**Saved entries:**

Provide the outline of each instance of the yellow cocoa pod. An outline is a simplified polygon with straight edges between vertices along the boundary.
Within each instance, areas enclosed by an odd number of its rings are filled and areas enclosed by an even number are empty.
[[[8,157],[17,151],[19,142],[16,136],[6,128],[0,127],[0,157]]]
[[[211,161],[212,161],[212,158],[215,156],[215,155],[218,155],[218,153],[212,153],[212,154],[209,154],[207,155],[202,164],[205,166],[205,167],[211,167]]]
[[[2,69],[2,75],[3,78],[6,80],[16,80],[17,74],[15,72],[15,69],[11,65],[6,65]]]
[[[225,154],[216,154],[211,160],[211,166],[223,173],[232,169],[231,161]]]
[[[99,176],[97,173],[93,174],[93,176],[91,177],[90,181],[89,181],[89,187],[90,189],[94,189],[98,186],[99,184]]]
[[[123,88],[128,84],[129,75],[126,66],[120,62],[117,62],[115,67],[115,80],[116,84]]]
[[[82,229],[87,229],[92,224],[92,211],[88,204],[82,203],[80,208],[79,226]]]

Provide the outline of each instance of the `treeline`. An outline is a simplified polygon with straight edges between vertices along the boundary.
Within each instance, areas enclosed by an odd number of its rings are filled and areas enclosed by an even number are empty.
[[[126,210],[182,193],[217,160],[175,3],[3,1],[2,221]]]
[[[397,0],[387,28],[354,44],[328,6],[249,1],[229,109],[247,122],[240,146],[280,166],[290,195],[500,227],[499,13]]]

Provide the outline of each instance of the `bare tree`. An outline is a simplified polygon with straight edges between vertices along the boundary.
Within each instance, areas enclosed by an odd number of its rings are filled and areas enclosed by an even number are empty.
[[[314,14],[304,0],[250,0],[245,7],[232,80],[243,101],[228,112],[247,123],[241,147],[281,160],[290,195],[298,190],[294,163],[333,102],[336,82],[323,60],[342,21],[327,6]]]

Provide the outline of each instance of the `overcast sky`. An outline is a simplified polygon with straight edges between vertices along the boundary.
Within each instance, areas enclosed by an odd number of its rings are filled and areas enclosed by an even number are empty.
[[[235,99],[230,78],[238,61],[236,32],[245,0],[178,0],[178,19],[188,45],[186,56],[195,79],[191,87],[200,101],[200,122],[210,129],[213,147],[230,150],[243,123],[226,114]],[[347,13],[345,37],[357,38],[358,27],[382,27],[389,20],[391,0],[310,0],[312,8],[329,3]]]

**Action item:** Copy the data once more. Leave nothing out.

**Response to this exercise:**
Provide the outline of each instance of the yellow cocoa pod. An outline is a simplified polygon with straight edges between vertices along the boundary.
Within each instance, areas enclosed by an odd number of its rings are filled and areas enclosed by an even number are empty.
[[[8,157],[17,151],[19,142],[16,136],[6,128],[0,127],[0,157]]]
[[[211,161],[212,161],[212,158],[215,156],[215,155],[218,155],[218,153],[212,153],[212,154],[209,154],[207,155],[202,164],[205,166],[205,167],[211,167]]]
[[[2,69],[2,75],[3,78],[6,80],[16,80],[17,74],[15,72],[15,69],[11,65],[6,65]]]
[[[225,154],[216,154],[211,160],[211,166],[223,173],[232,169],[231,161]]]
[[[99,176],[97,173],[93,174],[93,176],[91,177],[90,181],[89,181],[89,187],[90,189],[94,189],[98,186],[99,184]]]
[[[123,88],[128,84],[129,75],[126,66],[120,62],[117,62],[115,67],[115,80],[116,84]]]
[[[82,229],[87,229],[92,224],[92,211],[88,204],[82,203],[80,208],[79,226]]]

Provide the outline of each instance of the `treeline`. An outline is a simplified polygon with straight edges between vertices along the boundary.
Within each instance, areas enclosed by an odd number of its rings are filled and areas enclosed by an even number are empty.
[[[126,210],[182,193],[217,160],[175,3],[3,1],[2,221]]]
[[[397,0],[387,28],[354,44],[328,6],[249,1],[229,109],[247,122],[240,146],[280,166],[290,195],[500,227],[499,13]]]

Provide the outline of each instance of the `bare tree`. An outline is a simplified polygon with straight edges between vertices along the boundary.
Within each instance, areas enclosed by an odd number of its rings are filled and areas enclosed by an even number are empty.
[[[314,14],[304,0],[250,0],[245,7],[232,80],[243,101],[228,112],[247,123],[241,147],[281,160],[290,195],[298,190],[294,163],[333,102],[336,82],[323,60],[342,21],[327,6]]]

Provide the outline of each instance of the `overcast sky`. An outline is a simplified polygon with straight edges between vertices along the boundary.
Within each instance, areas enclosed by an odd number of its rings are filled and areas enclosed by an even number are empty.
[[[235,99],[230,78],[238,61],[236,32],[245,0],[178,0],[178,19],[188,45],[186,56],[195,79],[191,87],[200,101],[200,122],[210,129],[213,147],[230,150],[243,123],[226,114]],[[347,13],[345,37],[357,38],[358,27],[382,27],[389,20],[391,0],[310,0],[312,8],[329,3]]]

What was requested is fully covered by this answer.